Task:
Only the pictures are to be left out; return the rest of the data exactly as it stands.

(Data entries)
--
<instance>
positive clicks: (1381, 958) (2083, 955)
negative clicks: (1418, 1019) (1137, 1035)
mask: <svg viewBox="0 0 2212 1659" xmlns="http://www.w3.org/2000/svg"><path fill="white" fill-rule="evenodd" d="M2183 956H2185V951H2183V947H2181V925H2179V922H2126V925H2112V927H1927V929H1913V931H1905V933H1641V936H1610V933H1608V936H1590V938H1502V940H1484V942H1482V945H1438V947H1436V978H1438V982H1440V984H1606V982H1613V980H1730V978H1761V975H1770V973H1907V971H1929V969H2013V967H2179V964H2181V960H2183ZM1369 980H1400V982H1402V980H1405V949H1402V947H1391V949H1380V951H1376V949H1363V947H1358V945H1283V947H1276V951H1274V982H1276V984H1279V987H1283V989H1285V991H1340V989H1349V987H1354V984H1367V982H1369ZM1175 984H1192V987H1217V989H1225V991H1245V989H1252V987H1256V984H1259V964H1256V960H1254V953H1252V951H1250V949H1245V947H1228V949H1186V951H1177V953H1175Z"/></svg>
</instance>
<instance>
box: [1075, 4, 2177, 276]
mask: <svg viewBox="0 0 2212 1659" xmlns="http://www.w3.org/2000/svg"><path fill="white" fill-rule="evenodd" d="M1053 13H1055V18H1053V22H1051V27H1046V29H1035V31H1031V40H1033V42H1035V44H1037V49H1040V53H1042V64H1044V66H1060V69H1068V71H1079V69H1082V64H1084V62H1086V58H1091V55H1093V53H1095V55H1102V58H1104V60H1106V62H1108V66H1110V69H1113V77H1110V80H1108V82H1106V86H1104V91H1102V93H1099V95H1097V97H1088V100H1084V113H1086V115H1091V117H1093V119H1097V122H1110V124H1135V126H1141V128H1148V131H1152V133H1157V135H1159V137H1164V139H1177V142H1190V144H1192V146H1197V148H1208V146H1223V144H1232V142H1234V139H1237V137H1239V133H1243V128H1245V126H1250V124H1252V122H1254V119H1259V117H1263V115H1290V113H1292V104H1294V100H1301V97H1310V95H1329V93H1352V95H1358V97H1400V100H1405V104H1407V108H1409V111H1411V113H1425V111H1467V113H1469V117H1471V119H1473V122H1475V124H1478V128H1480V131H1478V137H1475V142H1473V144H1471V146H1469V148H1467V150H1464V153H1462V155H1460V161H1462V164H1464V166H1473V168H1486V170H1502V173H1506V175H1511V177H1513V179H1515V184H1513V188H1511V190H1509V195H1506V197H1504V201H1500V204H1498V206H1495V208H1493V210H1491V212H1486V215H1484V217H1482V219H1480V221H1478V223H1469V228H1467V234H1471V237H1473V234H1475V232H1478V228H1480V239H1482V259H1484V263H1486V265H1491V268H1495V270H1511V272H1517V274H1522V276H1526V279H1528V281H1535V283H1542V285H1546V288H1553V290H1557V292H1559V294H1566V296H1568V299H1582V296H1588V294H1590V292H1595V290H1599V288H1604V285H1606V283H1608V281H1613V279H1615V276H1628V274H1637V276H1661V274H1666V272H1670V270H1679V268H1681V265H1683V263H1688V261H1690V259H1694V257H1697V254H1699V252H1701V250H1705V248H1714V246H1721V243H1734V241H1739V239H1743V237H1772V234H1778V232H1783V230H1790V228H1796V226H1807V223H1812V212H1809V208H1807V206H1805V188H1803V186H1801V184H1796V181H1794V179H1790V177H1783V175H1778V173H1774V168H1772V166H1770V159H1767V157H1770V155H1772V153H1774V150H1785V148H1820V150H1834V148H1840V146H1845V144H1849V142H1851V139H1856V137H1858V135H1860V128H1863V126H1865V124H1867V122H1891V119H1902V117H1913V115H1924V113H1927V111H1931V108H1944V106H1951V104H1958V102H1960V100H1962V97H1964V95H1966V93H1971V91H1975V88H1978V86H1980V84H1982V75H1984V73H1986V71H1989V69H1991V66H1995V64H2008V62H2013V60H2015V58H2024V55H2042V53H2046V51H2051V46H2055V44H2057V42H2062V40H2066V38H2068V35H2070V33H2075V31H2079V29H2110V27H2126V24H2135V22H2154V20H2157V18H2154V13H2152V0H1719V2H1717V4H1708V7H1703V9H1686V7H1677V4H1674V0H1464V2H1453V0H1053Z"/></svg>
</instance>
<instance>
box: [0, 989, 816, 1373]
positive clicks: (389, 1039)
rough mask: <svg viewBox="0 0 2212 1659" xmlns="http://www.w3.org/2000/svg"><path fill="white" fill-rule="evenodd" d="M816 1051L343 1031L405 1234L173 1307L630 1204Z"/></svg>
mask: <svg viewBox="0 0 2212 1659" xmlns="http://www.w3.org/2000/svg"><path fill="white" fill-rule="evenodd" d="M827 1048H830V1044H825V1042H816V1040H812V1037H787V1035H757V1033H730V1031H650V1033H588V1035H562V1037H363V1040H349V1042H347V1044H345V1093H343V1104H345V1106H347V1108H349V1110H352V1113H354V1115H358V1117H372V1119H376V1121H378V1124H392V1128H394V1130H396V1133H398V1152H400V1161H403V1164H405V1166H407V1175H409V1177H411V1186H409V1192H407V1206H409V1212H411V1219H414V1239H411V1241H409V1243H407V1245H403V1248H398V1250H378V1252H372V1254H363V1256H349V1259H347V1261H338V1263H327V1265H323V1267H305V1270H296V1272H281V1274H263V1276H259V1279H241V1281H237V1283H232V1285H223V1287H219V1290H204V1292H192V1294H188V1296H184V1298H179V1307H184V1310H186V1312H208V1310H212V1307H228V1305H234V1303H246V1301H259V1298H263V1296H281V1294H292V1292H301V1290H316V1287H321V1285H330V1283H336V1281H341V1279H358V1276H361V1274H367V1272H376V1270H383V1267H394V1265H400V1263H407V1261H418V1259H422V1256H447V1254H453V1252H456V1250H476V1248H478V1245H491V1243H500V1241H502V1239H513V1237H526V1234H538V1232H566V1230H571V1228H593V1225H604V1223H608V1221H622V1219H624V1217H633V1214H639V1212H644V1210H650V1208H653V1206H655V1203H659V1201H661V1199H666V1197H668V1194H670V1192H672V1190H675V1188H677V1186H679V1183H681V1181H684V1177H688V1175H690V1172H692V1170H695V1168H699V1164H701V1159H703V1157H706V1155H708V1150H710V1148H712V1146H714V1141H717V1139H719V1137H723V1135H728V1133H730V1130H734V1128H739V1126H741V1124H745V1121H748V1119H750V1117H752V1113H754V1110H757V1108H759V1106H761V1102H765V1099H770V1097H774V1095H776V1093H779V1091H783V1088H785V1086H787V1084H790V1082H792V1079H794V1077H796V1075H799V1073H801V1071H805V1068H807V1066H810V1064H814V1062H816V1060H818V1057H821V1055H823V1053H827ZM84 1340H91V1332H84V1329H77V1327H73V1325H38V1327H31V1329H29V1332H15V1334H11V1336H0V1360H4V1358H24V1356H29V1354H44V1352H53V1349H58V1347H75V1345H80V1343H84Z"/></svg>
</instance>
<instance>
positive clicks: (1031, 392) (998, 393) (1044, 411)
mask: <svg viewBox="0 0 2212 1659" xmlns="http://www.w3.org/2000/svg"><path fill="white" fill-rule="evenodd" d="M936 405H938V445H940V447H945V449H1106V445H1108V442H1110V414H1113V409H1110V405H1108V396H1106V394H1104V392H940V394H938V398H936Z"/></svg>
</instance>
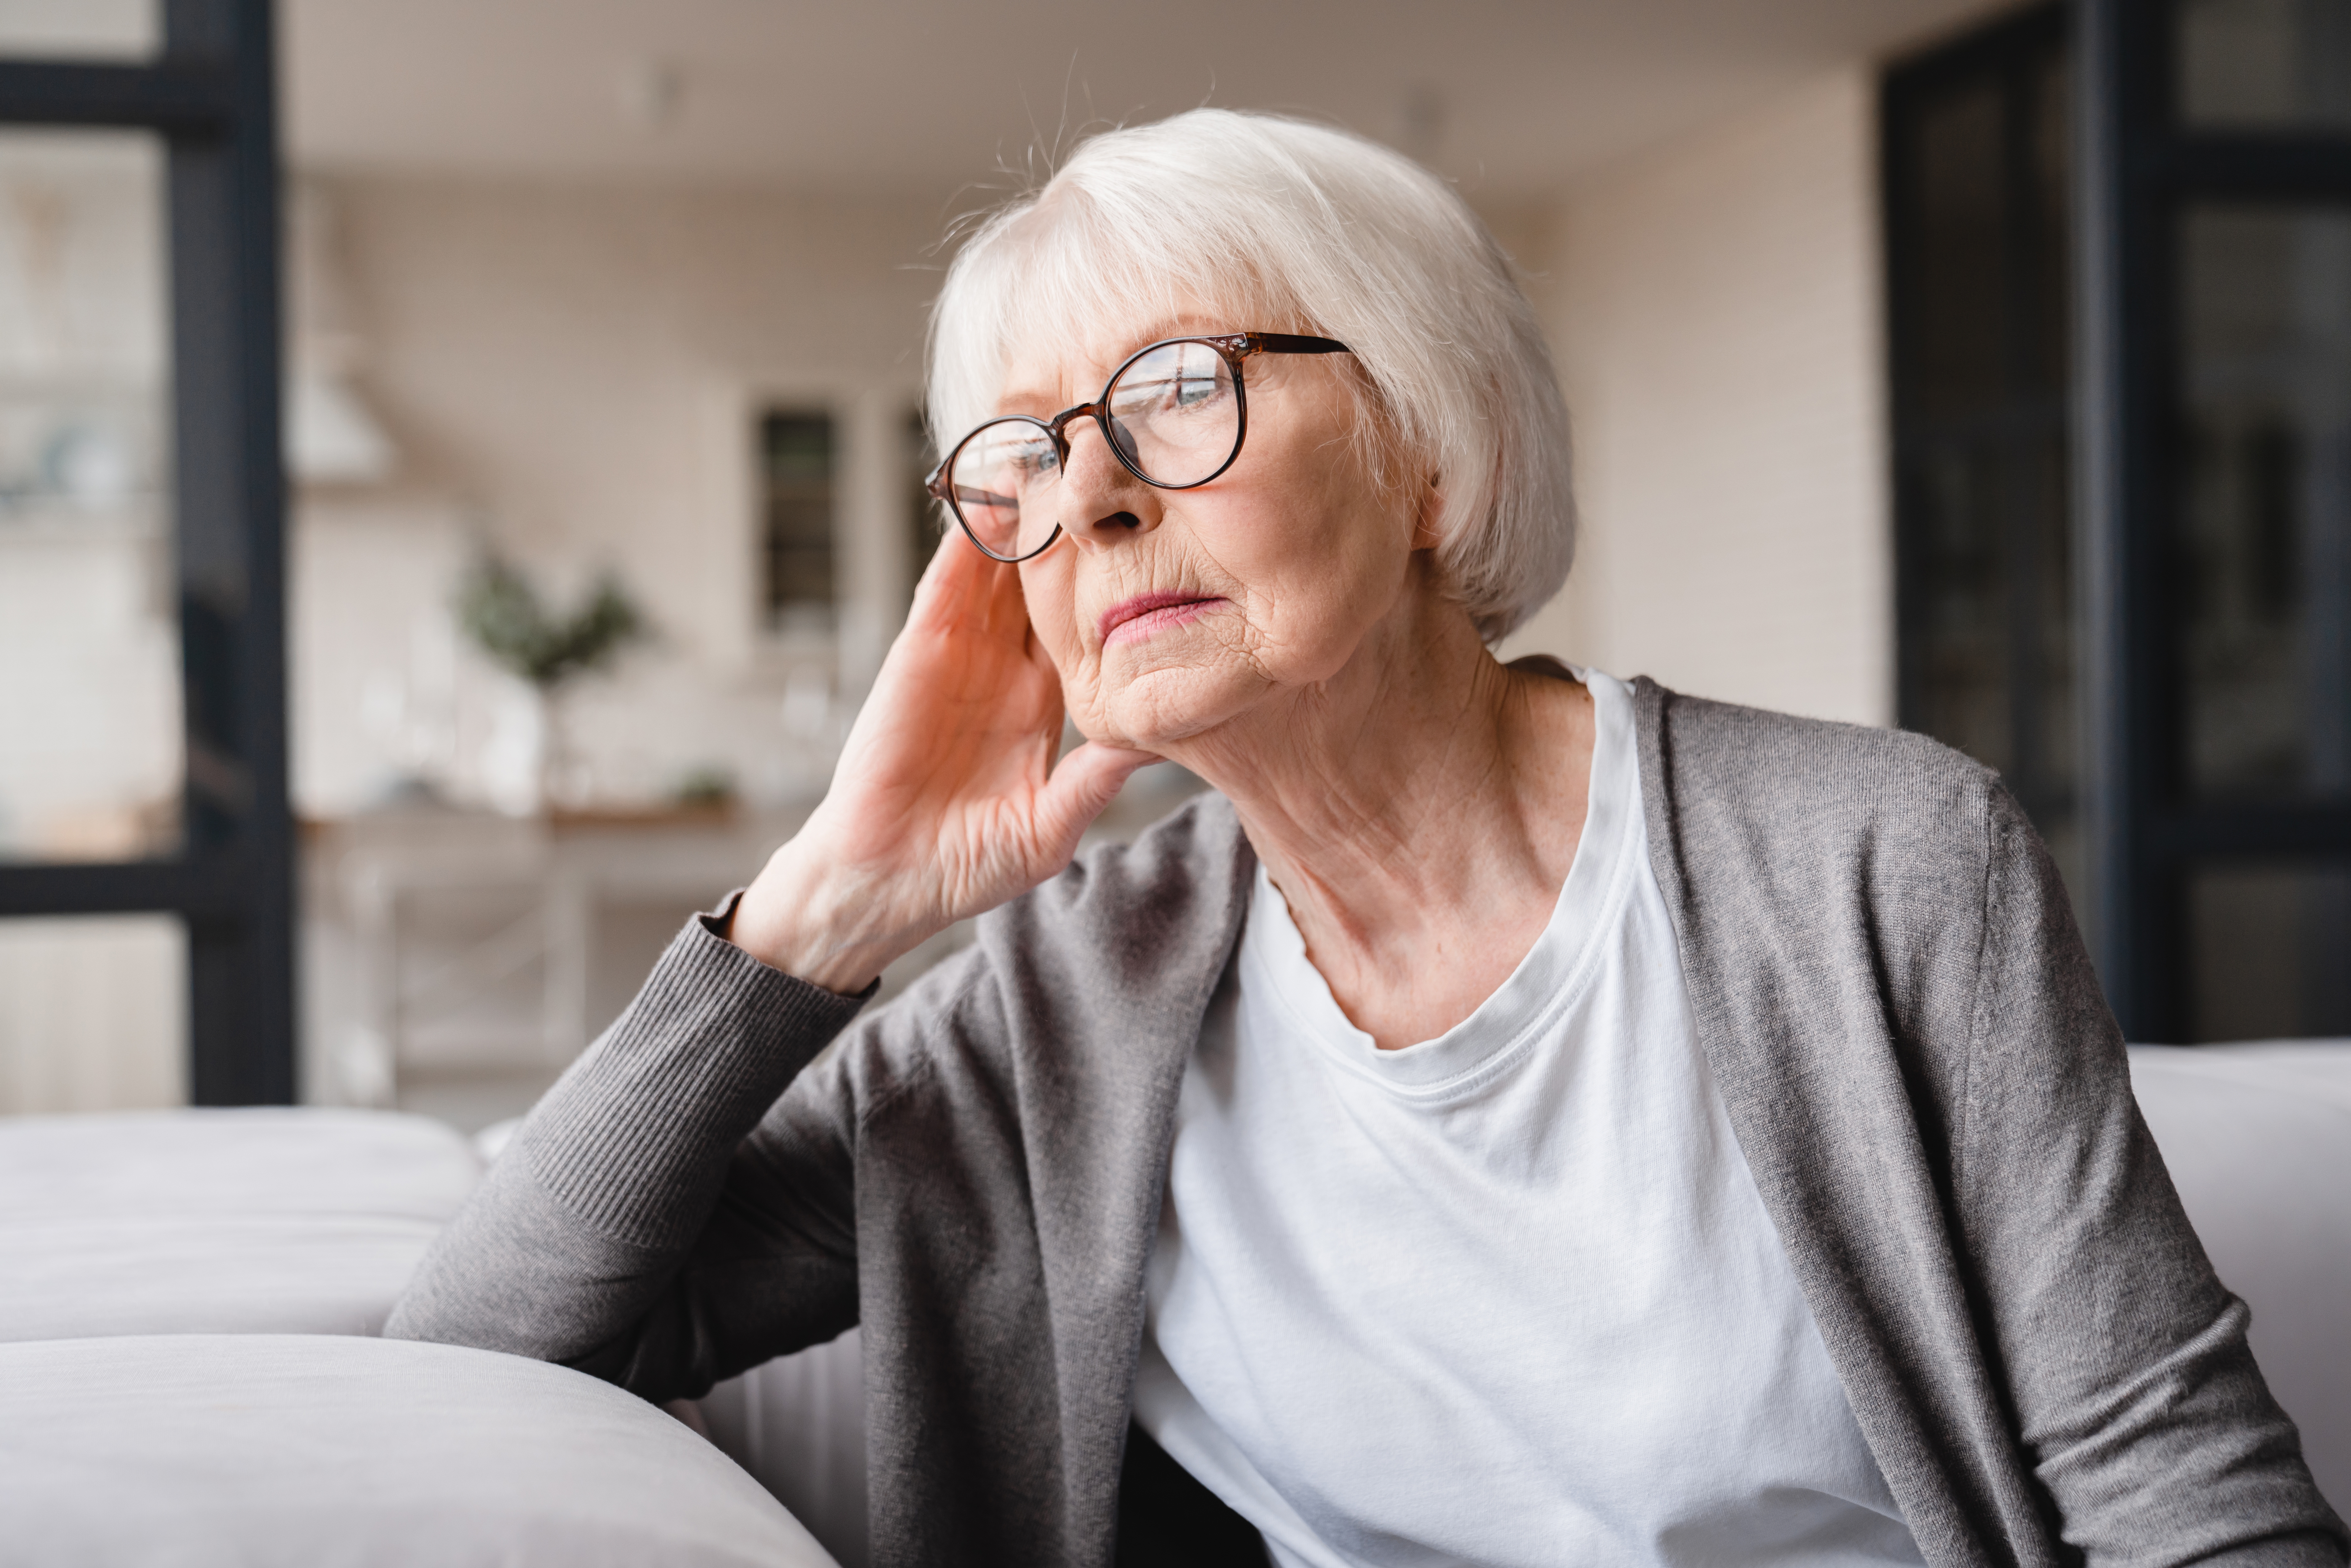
--
Task response:
<instance>
positive clicks: (1381, 958) (2083, 955)
negative clicks: (1418, 1019) (1137, 1035)
mask: <svg viewBox="0 0 2212 1659" xmlns="http://www.w3.org/2000/svg"><path fill="white" fill-rule="evenodd" d="M2183 956H2185V951H2183V947H2181V925H2179V922H2126V925H2112V927H1927V929H1913V931H1905V933H1641V936H1610V933H1608V936H1590V938H1502V940H1484V942H1482V945H1438V947H1436V978H1438V982H1440V984H1606V982H1613V980H1730V978H1761V975H1770V973H1907V971H1929V969H2013V967H2179V964H2181V960H2183ZM1369 980H1400V982H1402V980H1405V949H1402V947H1391V949H1380V951H1376V949H1363V947H1358V945H1283V947H1276V951H1274V982H1276V984H1279V987H1283V989H1285V991H1340V989H1349V987H1354V984H1367V982H1369ZM1175 984H1192V987H1217V989H1225V991H1245V989H1252V987H1256V984H1259V964H1256V960H1254V953H1252V951H1250V949H1245V947H1228V949H1186V951H1177V953H1175Z"/></svg>
</instance>
<instance>
box: [1075, 4, 2177, 276]
mask: <svg viewBox="0 0 2212 1659" xmlns="http://www.w3.org/2000/svg"><path fill="white" fill-rule="evenodd" d="M1053 13H1055V18H1053V22H1051V27H1046V29H1035V31H1031V40H1033V42H1035V44H1037V49H1040V53H1042V64H1044V66H1060V69H1068V71H1079V69H1082V64H1084V62H1086V58H1091V55H1093V53H1095V55H1102V58H1104V60H1106V62H1108V66H1110V69H1113V77H1110V80H1108V82H1106V86H1104V91H1102V93H1099V95H1097V97H1088V100H1084V113H1086V115H1091V117H1093V119H1097V122H1110V124H1135V126H1141V128H1148V131H1152V133H1157V135H1159V137H1164V139H1177V142H1190V144H1192V146H1197V148H1208V146H1223V144H1232V142H1234V139H1237V137H1239V133H1243V128H1245V126H1250V124H1252V122H1254V119H1259V117H1263V115H1290V113H1292V104H1294V100H1301V97H1310V95H1329V93H1352V95H1358V97H1400V100H1405V104H1407V108H1409V111H1411V113H1425V111H1467V113H1469V117H1471V119H1473V122H1475V124H1478V128H1480V131H1478V137H1475V142H1473V144H1471V146H1469V148H1467V150H1464V153H1462V155H1460V161H1462V164H1464V166H1473V168H1486V170H1502V173H1506V175H1511V177H1513V179H1515V184H1513V188H1511V190H1509V195H1506V197H1504V201H1500V204H1498V206H1495V208H1493V210H1491V212H1486V215H1484V217H1482V219H1480V221H1478V223H1469V228H1467V234H1471V237H1473V234H1475V232H1478V228H1480V239H1482V259H1484V263H1486V265H1491V268H1495V270H1511V272H1517V274H1522V276H1526V279H1528V281H1535V283H1542V285H1546V288H1553V290H1557V292H1559V294H1566V296H1568V299H1582V296H1588V294H1590V292H1595V290H1599V288H1604V285H1606V283H1608V281H1613V279H1615V276H1628V274H1637V276H1661V274H1666V272H1670V270H1679V268H1681V265H1683V263H1688V261H1690V259H1694V257H1697V254H1699V252H1701V250H1705V248H1714V246H1721V243H1734V241H1739V239H1743V237H1772V234H1778V232H1783V230H1790V228H1796V226H1807V223H1812V212H1809V208H1807V206H1805V188H1803V186H1801V184H1796V181H1794V179H1790V177H1783V175H1778V173H1774V168H1772V166H1770V159H1767V157H1770V155H1772V153H1774V150H1785V148H1820V150H1834V148H1840V146H1845V144H1849V142H1851V139H1856V137H1858V135H1860V128H1863V126H1865V124H1867V122H1891V119H1902V117H1913V115H1924V113H1927V111H1931V108H1944V106H1951V104H1958V102H1960V100H1962V97H1964V95H1966V93H1971V91H1975V88H1978V86H1980V84H1982V75H1984V73H1986V71H1989V69H1991V66H1995V64H2008V62H2013V60H2015V58H2024V55H2042V53H2046V51H2051V46H2055V44H2057V42H2062V40H2066V38H2068V35H2070V33H2075V31H2079V29H2110V27H2126V24H2135V22H2154V20H2157V18H2154V13H2152V0H1719V2H1717V4H1708V7H1703V9H1686V7H1677V4H1674V0H1464V2H1453V0H1053Z"/></svg>
</instance>
<instance>
box: [0, 989, 816, 1373]
positive clicks: (389, 1039)
rough mask: <svg viewBox="0 0 2212 1659" xmlns="http://www.w3.org/2000/svg"><path fill="white" fill-rule="evenodd" d="M816 1051L343 1031L405 1234L173 1307L630 1204Z"/></svg>
mask: <svg viewBox="0 0 2212 1659" xmlns="http://www.w3.org/2000/svg"><path fill="white" fill-rule="evenodd" d="M827 1048H830V1044H825V1042H816V1040H812V1037H787V1035H757V1033H730V1031H650V1033H588V1035H562V1037H363V1040H349V1042H347V1044H345V1093H343V1104H345V1106H347V1108H349V1110H352V1113H354V1115H358V1117H372V1119H376V1121H378V1124H392V1128H394V1130H396V1133H398V1152H400V1161H403V1164H405V1166H407V1175H409V1177H411V1186H409V1192H407V1206H409V1212H411V1219H414V1239H411V1241H409V1243H407V1245H403V1248H398V1250H378V1252H372V1254H363V1256H349V1259H347V1261H338V1263H327V1265H323V1267H305V1270H296V1272H281V1274H263V1276H259V1279H241V1281H237V1283H232V1285H223V1287H219V1290H204V1292H192V1294H188V1296H184V1298H179V1307H184V1310H186V1312H208V1310H212V1307H228V1305H234V1303H246V1301H259V1298H263V1296H281V1294H292V1292H301V1290H316V1287H321V1285H330V1283H336V1281H341V1279H358V1276H361V1274H367V1272H376V1270H383V1267H394V1265H400V1263H407V1261H418V1259H422V1256H447V1254H453V1252H456V1250H476V1248H478V1245H491V1243H500V1241H502V1239H513V1237H526V1234H538V1232H566V1230H571V1228H593V1225H604V1223H608V1221H622V1219H624V1217H633V1214H639V1212H644V1210H650V1208H653V1206H655V1203H659V1201H661V1199H666V1197H668V1194H670V1192H672V1190H675V1188H677V1186H679V1183H681V1181H684V1177H688V1175H690V1172H692V1170H695V1168H699V1164H701V1159H703V1157H706V1155H708V1150H710V1148H712V1146H714V1141H717V1139H719V1137H723V1135H728V1133H730V1130H734V1128H739V1126H741V1124H745V1121H748V1119H750V1117H752V1113H754V1110H757V1108H759V1106H761V1102H765V1099H770V1097H774V1095H776V1093H779V1091H783V1088H785V1086H787V1084H790V1082H792V1079H794V1077H796V1075H799V1073H801V1071H805V1068H807V1066H810V1064H814V1062H816V1060H818V1057H821V1055H823V1053H827ZM84 1340H91V1332H84V1329H77V1327H73V1325H38V1327H31V1329H29V1332H15V1334H11V1336H0V1360H4V1358H24V1356H29V1354H44V1352H53V1349H58V1347H75V1345H80V1343H84Z"/></svg>
</instance>
<instance>
positive clicks: (1031, 392) (998, 393) (1044, 411)
mask: <svg viewBox="0 0 2212 1659" xmlns="http://www.w3.org/2000/svg"><path fill="white" fill-rule="evenodd" d="M936 405H938V445H940V447H945V449H1106V445H1108V442H1110V414H1113V409H1110V405H1108V396H1106V394H1104V392H940V394H938V398H936Z"/></svg>
</instance>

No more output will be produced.